» **Written instruction**
From the items below, pull out every line from the one containing "of the mossy" through the one containing "the green moss.", including both, and reproduce each line without any change.

-- START OF Dataset records --

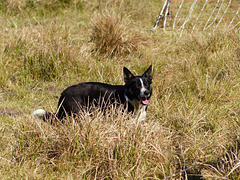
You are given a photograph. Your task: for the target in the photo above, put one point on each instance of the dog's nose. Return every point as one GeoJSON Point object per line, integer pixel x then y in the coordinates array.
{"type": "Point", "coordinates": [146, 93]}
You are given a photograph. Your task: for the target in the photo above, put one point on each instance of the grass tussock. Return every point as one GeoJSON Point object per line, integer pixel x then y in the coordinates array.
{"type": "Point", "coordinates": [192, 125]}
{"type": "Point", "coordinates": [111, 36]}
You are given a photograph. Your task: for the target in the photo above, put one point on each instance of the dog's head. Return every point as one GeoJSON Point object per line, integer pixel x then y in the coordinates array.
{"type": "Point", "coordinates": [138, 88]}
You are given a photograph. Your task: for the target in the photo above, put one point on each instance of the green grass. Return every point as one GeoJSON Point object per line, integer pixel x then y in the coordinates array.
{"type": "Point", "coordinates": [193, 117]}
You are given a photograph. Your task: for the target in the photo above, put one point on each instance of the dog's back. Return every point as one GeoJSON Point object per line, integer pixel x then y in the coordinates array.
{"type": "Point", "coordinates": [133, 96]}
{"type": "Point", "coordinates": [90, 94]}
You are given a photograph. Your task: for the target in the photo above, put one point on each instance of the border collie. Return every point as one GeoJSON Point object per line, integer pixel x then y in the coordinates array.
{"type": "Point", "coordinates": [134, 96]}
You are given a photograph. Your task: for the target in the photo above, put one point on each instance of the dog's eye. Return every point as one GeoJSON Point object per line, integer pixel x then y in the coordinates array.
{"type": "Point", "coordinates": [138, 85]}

-- END OF Dataset records --
-- START OF Dataset records --

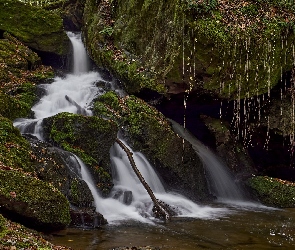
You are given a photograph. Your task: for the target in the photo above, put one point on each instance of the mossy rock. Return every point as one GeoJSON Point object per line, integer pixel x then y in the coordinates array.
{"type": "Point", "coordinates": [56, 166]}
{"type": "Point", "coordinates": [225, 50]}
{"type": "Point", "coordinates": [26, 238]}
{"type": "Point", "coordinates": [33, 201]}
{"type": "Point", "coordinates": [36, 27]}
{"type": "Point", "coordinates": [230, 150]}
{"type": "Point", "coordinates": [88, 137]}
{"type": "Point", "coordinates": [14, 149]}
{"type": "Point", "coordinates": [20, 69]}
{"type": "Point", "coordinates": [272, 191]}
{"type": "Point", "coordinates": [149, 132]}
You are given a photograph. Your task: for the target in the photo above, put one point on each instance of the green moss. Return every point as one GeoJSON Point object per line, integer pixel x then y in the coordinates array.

-- END OF Dataset records --

» **Result of the exercise**
You are given a photograph. Your task: for the target in the photo above, put one point on each instance of the mossy rock. Return every point as one GeoJSON Point object per line, integer pixel x then y in the coordinates array.
{"type": "Point", "coordinates": [56, 166]}
{"type": "Point", "coordinates": [225, 50]}
{"type": "Point", "coordinates": [26, 238]}
{"type": "Point", "coordinates": [33, 201]}
{"type": "Point", "coordinates": [36, 27]}
{"type": "Point", "coordinates": [230, 150]}
{"type": "Point", "coordinates": [88, 137]}
{"type": "Point", "coordinates": [14, 149]}
{"type": "Point", "coordinates": [20, 69]}
{"type": "Point", "coordinates": [272, 191]}
{"type": "Point", "coordinates": [149, 132]}
You are given a photograph. Your task: for the target in the photo above, put one point on each instance of the green moss. Return every point as one GeoJSON Point object per line, integer pixel x then y in the coordinates array.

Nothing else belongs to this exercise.